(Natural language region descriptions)
-- Opening Marker --

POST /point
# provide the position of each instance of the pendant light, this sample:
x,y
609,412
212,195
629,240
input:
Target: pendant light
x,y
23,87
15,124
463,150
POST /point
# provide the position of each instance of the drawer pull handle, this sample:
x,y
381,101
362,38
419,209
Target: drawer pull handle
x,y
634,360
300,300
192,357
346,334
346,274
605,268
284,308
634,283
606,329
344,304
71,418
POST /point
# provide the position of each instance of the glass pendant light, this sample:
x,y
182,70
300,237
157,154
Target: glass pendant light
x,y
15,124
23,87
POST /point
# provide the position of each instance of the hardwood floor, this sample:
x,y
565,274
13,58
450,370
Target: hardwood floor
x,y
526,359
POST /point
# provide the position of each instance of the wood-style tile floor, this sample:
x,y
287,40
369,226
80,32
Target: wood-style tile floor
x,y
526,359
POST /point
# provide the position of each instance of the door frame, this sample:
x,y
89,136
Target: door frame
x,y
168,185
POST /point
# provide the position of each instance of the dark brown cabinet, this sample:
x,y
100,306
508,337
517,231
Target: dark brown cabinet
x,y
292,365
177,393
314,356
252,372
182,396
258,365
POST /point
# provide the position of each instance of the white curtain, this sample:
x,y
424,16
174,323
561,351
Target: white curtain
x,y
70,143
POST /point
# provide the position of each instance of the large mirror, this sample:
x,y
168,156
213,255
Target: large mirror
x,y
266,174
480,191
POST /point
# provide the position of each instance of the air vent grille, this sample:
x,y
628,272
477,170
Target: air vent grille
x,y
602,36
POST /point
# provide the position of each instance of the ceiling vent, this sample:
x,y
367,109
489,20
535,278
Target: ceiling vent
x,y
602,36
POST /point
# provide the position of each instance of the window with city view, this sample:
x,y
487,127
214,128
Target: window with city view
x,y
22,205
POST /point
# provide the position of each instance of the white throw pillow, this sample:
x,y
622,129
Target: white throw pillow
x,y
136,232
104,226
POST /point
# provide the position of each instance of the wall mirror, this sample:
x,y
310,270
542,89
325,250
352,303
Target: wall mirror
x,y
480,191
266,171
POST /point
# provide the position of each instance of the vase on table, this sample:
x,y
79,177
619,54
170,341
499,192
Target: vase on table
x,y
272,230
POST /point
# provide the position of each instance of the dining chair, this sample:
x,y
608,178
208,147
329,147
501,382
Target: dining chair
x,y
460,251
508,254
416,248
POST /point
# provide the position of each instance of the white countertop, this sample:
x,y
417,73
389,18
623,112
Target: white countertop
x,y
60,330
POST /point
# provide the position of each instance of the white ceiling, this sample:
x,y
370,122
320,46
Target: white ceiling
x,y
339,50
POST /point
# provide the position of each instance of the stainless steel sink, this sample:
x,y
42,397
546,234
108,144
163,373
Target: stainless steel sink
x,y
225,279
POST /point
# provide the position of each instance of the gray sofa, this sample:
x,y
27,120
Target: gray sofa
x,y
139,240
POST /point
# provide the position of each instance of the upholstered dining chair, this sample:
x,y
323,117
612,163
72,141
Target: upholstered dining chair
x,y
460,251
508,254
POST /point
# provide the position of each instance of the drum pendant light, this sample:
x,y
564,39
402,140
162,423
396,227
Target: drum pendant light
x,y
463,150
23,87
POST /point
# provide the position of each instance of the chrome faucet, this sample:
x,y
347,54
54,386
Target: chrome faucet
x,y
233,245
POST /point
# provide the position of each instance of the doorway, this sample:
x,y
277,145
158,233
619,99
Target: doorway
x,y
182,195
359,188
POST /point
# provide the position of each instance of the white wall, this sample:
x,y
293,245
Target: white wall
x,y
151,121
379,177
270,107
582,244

-- Closing Marker --

Your answer should be the full set of records, printed exactly.

→ Exercise solution:
POST /point
# provide the position of each instance of the pendant light, this sample:
x,y
609,412
212,195
629,240
input:
Target: pendant light
x,y
23,87
15,124
463,150
POST /point
# provide the position of each instance of the drawer pull handle, this sample:
x,y
381,101
362,38
419,209
Target: drawer pull handle
x,y
634,360
300,300
192,357
346,334
346,274
605,268
284,308
634,283
606,329
344,304
71,418
POST /point
# provide the position of each instance of the glass pendant light, this sample:
x,y
182,70
300,237
157,154
Target: glass pendant light
x,y
15,124
23,87
POST /point
# provide the position of each instance of the hardwood floor, this sample:
x,y
565,274
13,58
450,370
Target: hardwood floor
x,y
526,359
POST /point
# provide the position of each instance of the wood-style tile floor, this sample:
x,y
287,40
369,226
80,32
Target: wood-style tile floor
x,y
526,359
POST /point
# provide the position of each instance of the door frame, this sample:
x,y
89,136
Target: door frame
x,y
168,185
POST /point
# provide the position of each instance of the dark brown cabinet, this sample:
x,y
100,306
508,337
517,231
Target: dark brown cabinet
x,y
292,365
177,393
314,356
252,372
182,396
258,365
POST /point
# provide the position of each instance of the white curtain, this sample:
x,y
424,16
174,323
561,351
Target: white curtain
x,y
70,143
POST /point
# provide the position of each instance of the large mirror, this sample:
x,y
168,156
213,255
Target: large mirror
x,y
266,174
480,191
POST /point
# provide the position of each instance of the air vent grille, this sample:
x,y
628,272
477,170
Target: air vent grille
x,y
602,36
POST /point
# provide the position of each instance of the ceiling vent, this sample:
x,y
367,109
489,20
535,278
Target: ceiling vent
x,y
602,36
POST /point
# provide the position of each instance of the window with city view, this sample:
x,y
487,127
214,128
Target: window with city view
x,y
22,205
POST /point
# provide the position of each instance of the white throw pillow, this sample:
x,y
622,129
Target: white throw pillow
x,y
136,232
104,226
POST /point
# provide the position of each instance of the wall mirror, this sample:
x,y
310,270
542,89
325,250
352,303
Target: wall mirror
x,y
480,191
266,171
POST /point
# provide the position of each instance of the vase on table, this sample:
x,y
79,177
619,54
170,341
499,192
Target: vase on table
x,y
272,230
POST /point
# provide the position of each instance of the dining chair, this sample:
x,y
608,178
208,147
329,147
501,382
Target: dining chair
x,y
460,251
508,254
416,248
POST /point
# provide the position of each instance of the white countertop, this sample:
x,y
417,73
389,18
623,112
Target: white countertop
x,y
60,330
POST /point
# provide the position of each instance of the white ceiling, this sample:
x,y
370,122
320,46
Target: white ceiling
x,y
339,50
POST /point
# provide the position of each instance of the stainless steel sink, this sample:
x,y
42,397
546,234
108,144
163,373
Target: stainless steel sink
x,y
225,279
POST /point
# provide the position of each instance of the gray sofa, this sample:
x,y
27,120
Target: gray sofa
x,y
139,240
POST /point
# provide the position of each instance of the upholstered dining chair, this sample:
x,y
323,117
612,163
72,141
Target: upholstered dining chair
x,y
460,251
508,254
POST /point
# provide the position of each instance of the drum pendant light, this sample:
x,y
564,39
402,140
162,423
396,227
Target: drum pendant light
x,y
463,150
23,87
POST /point
# provide the position of each instance of the chrome faucet, this sample:
x,y
347,54
54,386
Target: chrome faucet
x,y
233,245
POST /point
# provide the position of each instance of the doorway, this sample:
x,y
277,145
158,233
619,99
Target: doorway
x,y
182,195
359,188
POST /point
# provide the position of each instance of the white wall, this sample:
x,y
293,245
Target: white wall
x,y
151,121
379,177
270,107
582,244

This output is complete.